### Work to do:
Convert every line of the data below into a Markdown table with the columns "Row" and "Line", numbering each line and skipping blank ones. Omit the pictures from the table.

### Records for the task:
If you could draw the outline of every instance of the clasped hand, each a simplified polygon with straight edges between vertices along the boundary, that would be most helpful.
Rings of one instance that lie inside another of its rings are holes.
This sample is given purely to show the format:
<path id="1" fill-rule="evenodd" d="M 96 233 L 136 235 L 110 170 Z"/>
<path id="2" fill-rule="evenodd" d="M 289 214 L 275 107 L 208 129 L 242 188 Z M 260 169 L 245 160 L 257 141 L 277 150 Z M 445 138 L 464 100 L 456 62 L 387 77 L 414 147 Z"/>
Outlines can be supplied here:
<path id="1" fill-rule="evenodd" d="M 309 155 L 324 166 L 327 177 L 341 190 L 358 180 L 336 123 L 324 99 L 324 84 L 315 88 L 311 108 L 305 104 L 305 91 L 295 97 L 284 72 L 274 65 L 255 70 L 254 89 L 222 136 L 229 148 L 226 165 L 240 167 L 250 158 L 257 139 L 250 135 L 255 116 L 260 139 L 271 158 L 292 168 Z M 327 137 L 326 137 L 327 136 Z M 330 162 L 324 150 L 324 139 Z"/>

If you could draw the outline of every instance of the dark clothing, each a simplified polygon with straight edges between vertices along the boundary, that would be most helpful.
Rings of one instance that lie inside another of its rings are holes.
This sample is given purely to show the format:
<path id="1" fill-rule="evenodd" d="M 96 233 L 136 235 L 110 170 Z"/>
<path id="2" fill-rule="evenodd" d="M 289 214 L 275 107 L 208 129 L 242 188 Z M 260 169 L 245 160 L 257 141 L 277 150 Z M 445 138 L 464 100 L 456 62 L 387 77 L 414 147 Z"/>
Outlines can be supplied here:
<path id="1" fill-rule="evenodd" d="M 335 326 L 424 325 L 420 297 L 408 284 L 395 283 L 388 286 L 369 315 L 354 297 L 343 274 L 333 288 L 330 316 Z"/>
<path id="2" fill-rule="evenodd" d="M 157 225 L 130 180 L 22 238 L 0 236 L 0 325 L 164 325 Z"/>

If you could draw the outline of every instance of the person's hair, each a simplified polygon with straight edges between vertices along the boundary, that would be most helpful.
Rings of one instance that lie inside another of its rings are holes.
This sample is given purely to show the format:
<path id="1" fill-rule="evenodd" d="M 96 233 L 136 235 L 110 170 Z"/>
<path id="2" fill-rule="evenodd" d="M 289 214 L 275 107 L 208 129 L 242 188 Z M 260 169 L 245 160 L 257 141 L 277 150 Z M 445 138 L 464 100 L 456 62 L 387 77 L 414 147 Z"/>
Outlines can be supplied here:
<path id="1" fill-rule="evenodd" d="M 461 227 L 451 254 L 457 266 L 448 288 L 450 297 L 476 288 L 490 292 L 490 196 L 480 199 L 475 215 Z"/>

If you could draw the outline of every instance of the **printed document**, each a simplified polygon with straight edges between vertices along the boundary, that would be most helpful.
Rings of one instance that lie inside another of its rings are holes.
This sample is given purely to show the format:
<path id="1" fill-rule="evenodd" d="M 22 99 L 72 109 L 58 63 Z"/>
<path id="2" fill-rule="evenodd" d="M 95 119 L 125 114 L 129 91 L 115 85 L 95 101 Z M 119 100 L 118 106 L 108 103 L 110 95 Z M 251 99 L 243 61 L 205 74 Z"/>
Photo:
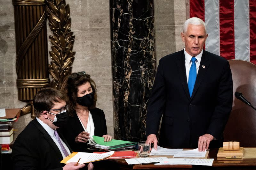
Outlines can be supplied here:
<path id="1" fill-rule="evenodd" d="M 212 166 L 214 159 L 193 159 L 191 158 L 170 158 L 167 159 L 155 165 L 195 165 Z"/>
<path id="2" fill-rule="evenodd" d="M 166 149 L 157 146 L 157 150 L 152 148 L 150 155 L 174 155 L 181 153 L 183 149 Z"/>
<path id="3" fill-rule="evenodd" d="M 181 153 L 174 155 L 173 158 L 204 158 L 207 152 L 206 150 L 204 152 L 199 152 L 198 151 L 198 148 L 182 151 Z"/>
<path id="4" fill-rule="evenodd" d="M 160 162 L 167 159 L 166 157 L 160 157 L 158 158 L 134 158 L 132 159 L 125 159 L 126 162 L 129 165 L 140 164 L 143 163 L 150 163 L 150 162 Z"/>
<path id="5" fill-rule="evenodd" d="M 114 154 L 114 152 L 110 151 L 104 153 L 78 152 L 75 155 L 67 161 L 67 163 L 77 162 L 80 158 L 81 159 L 79 161 L 79 163 L 80 164 L 100 160 L 110 157 Z"/>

### Response to this exercise:
| Row | Line |
|---|---|
| 1 | If you could draw the outline of every instance of the clasped hand, each a simplified polygon with straight edges between vertices along the boundary, that would be most helpful. |
| 2 | Rings of one instance that lie inside another of its rings are holes. |
| 3 | This sample is given purely to show the format: |
| 4 | <path id="1" fill-rule="evenodd" d="M 96 233 L 136 235 L 110 170 Z"/> |
| 5 | <path id="2" fill-rule="evenodd" d="M 289 214 L 275 107 L 208 129 L 242 188 Z M 260 169 L 245 160 L 257 141 L 277 150 Z M 445 138 L 464 100 L 456 62 L 387 77 L 414 147 Z"/> |
| 6 | Outlines can be supplied here: |
| 7 | <path id="1" fill-rule="evenodd" d="M 309 155 L 324 166 L 327 177 L 341 190 L 358 180 L 336 123 L 324 99 L 324 84 L 315 88 L 311 108 L 305 104 L 305 91 L 295 97 L 284 72 L 274 65 L 255 70 L 254 89 L 222 136 L 229 148 L 226 165 L 240 167 L 250 158 L 257 139 L 250 135 L 255 116 L 260 139 L 271 158 L 292 168 Z M 327 137 L 326 137 L 327 136 Z M 330 162 L 324 150 L 324 139 Z"/> |
| 8 | If you could draw the outline of every instance of the dark clothing, each a simplified polygon with straight edges between vertices along the boundary, that would be most helpful. |
| 9 | Rings of one instance that lie inside another of its rings are holes. |
| 10 | This sample is given purely to show the format: |
| 11 | <path id="1" fill-rule="evenodd" d="M 96 233 L 136 235 L 110 170 Z"/> |
| 12 | <path id="2" fill-rule="evenodd" d="M 289 214 L 275 107 L 208 129 L 242 188 Z M 260 169 L 245 160 L 257 141 L 277 150 Z M 445 138 L 464 100 L 456 62 L 387 77 L 414 147 Z"/> |
| 13 | Outlines can be supplied here: |
| 14 | <path id="1" fill-rule="evenodd" d="M 335 326 L 424 325 L 420 297 L 408 284 L 395 283 L 388 286 L 369 315 L 354 297 L 343 274 L 333 288 L 330 316 Z"/> |
| 15 | <path id="2" fill-rule="evenodd" d="M 157 225 L 130 180 L 22 238 L 0 236 L 0 325 L 164 325 Z"/> |
| 16 | If you could draw the outline of every instance of the person's hair, each a simplified polygon with straight edges between vertices along the boundary, that would be most helpful. |
| 17 | Rings of one instance that lie inside another of its rings are holes. |
| 18 | This sample is given purely to show the format: |
| 19 | <path id="1" fill-rule="evenodd" d="M 96 233 L 136 235 L 110 170 Z"/> |
| 20 | <path id="2" fill-rule="evenodd" d="M 289 214 L 275 107 L 208 129 L 242 188 Z M 260 169 L 245 160 L 257 141 L 277 150 Z M 445 138 L 464 100 L 456 62 L 387 77 L 414 147 Z"/> |
| 21 | Outlines can be supplied here: |
| 22 | <path id="1" fill-rule="evenodd" d="M 461 227 L 451 254 L 457 266 L 448 288 L 450 297 L 476 288 L 490 292 L 490 196 L 480 199 L 475 215 Z"/> |
| 23 | If you could draw the outline of every instance of the **printed document**, each a simplified polygon with straight edges between vertices along the boundary, that would be most helpful. |
| 24 | Rings of one instance that lie inside another of its rings are holes. |
| 25 | This sample is given purely to show the format: |
| 26 | <path id="1" fill-rule="evenodd" d="M 22 99 L 72 109 L 58 63 Z"/> |
| 27 | <path id="2" fill-rule="evenodd" d="M 95 119 L 125 114 L 129 91 L 115 85 L 95 101 Z M 119 100 L 118 106 L 108 103 L 110 95 Z M 251 99 L 243 61 L 205 74 Z"/> |
| 28 | Photo: |
| 29 | Outlines can be supplied here: |
| 30 | <path id="1" fill-rule="evenodd" d="M 212 166 L 214 159 L 193 159 L 191 158 L 170 158 L 167 159 L 155 165 L 195 165 Z"/> |
| 31 | <path id="2" fill-rule="evenodd" d="M 166 149 L 157 146 L 157 150 L 152 148 L 150 155 L 174 155 L 181 153 L 183 149 Z"/> |
| 32 | <path id="3" fill-rule="evenodd" d="M 181 153 L 174 155 L 173 158 L 204 158 L 207 152 L 206 150 L 204 152 L 199 152 L 198 151 L 198 148 L 182 151 Z"/> |
| 33 | <path id="4" fill-rule="evenodd" d="M 160 162 L 167 159 L 166 157 L 160 157 L 158 158 L 134 158 L 132 159 L 125 159 L 126 162 L 129 165 L 140 164 L 143 163 L 150 163 L 150 162 Z"/> |
| 34 | <path id="5" fill-rule="evenodd" d="M 114 154 L 114 152 L 110 151 L 104 153 L 78 152 L 75 155 L 67 161 L 67 163 L 77 162 L 80 158 L 81 159 L 79 161 L 79 163 L 80 164 L 100 160 L 110 157 Z"/> |